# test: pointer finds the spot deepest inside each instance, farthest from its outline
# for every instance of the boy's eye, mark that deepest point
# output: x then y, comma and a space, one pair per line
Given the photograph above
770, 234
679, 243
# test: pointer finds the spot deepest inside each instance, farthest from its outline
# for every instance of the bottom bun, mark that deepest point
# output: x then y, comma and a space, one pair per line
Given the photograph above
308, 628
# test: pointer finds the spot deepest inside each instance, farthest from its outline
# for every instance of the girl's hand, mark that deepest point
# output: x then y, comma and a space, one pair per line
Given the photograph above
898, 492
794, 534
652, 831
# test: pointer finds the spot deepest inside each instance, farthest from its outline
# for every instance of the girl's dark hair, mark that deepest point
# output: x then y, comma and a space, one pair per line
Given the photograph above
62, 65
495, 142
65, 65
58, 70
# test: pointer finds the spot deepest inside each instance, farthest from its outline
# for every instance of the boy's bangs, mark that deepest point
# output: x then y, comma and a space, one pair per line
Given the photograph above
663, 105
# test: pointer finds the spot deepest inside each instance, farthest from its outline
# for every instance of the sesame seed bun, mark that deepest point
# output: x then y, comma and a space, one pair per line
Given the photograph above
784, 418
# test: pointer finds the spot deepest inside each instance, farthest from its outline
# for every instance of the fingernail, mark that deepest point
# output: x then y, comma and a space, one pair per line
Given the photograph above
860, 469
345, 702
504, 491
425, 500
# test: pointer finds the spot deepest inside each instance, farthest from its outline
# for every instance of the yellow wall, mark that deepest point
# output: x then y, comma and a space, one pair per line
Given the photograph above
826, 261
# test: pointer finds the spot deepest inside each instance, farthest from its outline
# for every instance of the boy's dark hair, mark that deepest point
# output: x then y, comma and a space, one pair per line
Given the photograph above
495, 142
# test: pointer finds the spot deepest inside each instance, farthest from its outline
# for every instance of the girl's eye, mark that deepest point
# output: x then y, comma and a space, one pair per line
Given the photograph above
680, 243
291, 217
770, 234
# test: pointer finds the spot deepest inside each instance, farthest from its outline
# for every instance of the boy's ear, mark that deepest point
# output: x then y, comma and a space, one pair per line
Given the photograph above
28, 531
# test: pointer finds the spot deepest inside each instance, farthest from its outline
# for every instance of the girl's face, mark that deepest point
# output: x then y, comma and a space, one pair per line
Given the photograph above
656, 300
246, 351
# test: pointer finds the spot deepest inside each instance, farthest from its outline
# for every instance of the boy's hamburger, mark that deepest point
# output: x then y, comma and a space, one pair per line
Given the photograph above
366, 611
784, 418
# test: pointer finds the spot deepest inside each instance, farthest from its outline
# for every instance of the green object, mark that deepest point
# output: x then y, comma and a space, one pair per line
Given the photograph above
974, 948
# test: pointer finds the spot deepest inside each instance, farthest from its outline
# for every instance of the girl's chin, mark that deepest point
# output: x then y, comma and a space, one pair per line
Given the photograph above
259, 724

• • • • •

YOUR INSTRUCTIONS: Emit the records above again, exactly, with no line skipped.

RESPONSE:
# test: pointer finds the spot deepest inside each instance, farthest from its outline
# for every instance of the boy's eye, mark that deepest point
# output: x then y, comma and a space, one pair per line
Given the photograph above
770, 234
679, 243
# test: pointer finds the spot deepest inside each instance, farthest from its outline
# for every instance of the bottom bun, mark that deepest point
# output: x then y, comma and a space, one pair per line
Given the photograph above
308, 628
# test: pointer finds the spot deepest inside each instance, farthest from its outline
# for every instance of the girl's hand, mark that deepest point
# output: x then y, comma and a space, one pair per line
Given the photograph above
898, 492
794, 534
652, 831
# test: pointer finds the spot deepest inside each instance, farthest from its outline
# for every instance of the girl's dark hair, mark that deepest point
# output: x then y, comma and a space, one pair per line
Given the photograph above
62, 65
495, 142
65, 65
58, 70
# test: pointer finds the spot deepest inside each instance, farthest from its outline
# for every instance of the boy's bangs, mark that deepest point
# output: x then y, comma and a space, one pair per line
Given the photograph above
663, 105
# test: pointer finds the spot deepest inside each instance, farthest from its outline
# for every instance of the sesame seed bun, mark that deepest point
# output: x then y, comma and a space, one pair per line
Given the photograph above
784, 418
# test: pointer finds the spot deepest inside each instance, farthest from its outline
# for every instance of the fingernail, mark that deepest point
# output: x then y, comma and a space, one pair per line
Given the photograph above
860, 469
345, 702
504, 491
425, 500
# test: pointer finds the spot deepest inside each instance, farthest from its outline
# for every instance of the yellow wall, mark that deepest point
# output: x then y, comma and a space, one pair per line
Given the photograph above
826, 261
# test: pointer finds the spot deepest inside each instance, farthest from its outline
# for every instance of the boy's dark hair, mark that deepest point
# output: x then y, comma and a space, one pair per line
Given the photograph above
495, 142
# test: pointer finds the spot deepest inside each instance, farthest from its outline
# for every instance of the girl's eye, mark that deepest point
# output: x then y, comma and a space, one pair per line
Given the photograph above
680, 243
291, 217
770, 234
# test: pointer finds the spot deepest inside each instance, farthest from its outline
# for every instance of the boy's ear, mark that deepest point
# output: x then y, comma and a space, one pair per line
Given the photograph above
28, 531
# test: pointer finds the spot deepest inside each instance, farthest from its outline
# for every instance of the girl's face, mark that deepest point
# output: x then y, comma and a space, one pair per line
Given the photograph above
656, 300
246, 351
# test: pointer finds the spot deepest inside each instance, farthest from its outline
# for every instance of the boy's hamburger, mark that deepest point
# output: x then y, comma and a space, one pair per line
Given the photograph above
366, 611
784, 418
# test: pointer finds the spot deepest inside each instance, farthest from its outline
# for every instance of the green object, mark that deepest point
# output: x then y, comma and a space, one pair per line
Given the photograph above
974, 948
# test: pointer finds the spot deepest inside each instance, farthest from its outline
# for every instance of the girl's chin, mark that deepest point
# output: x then y, comma and a space, one pair per line
Given the photograph above
259, 724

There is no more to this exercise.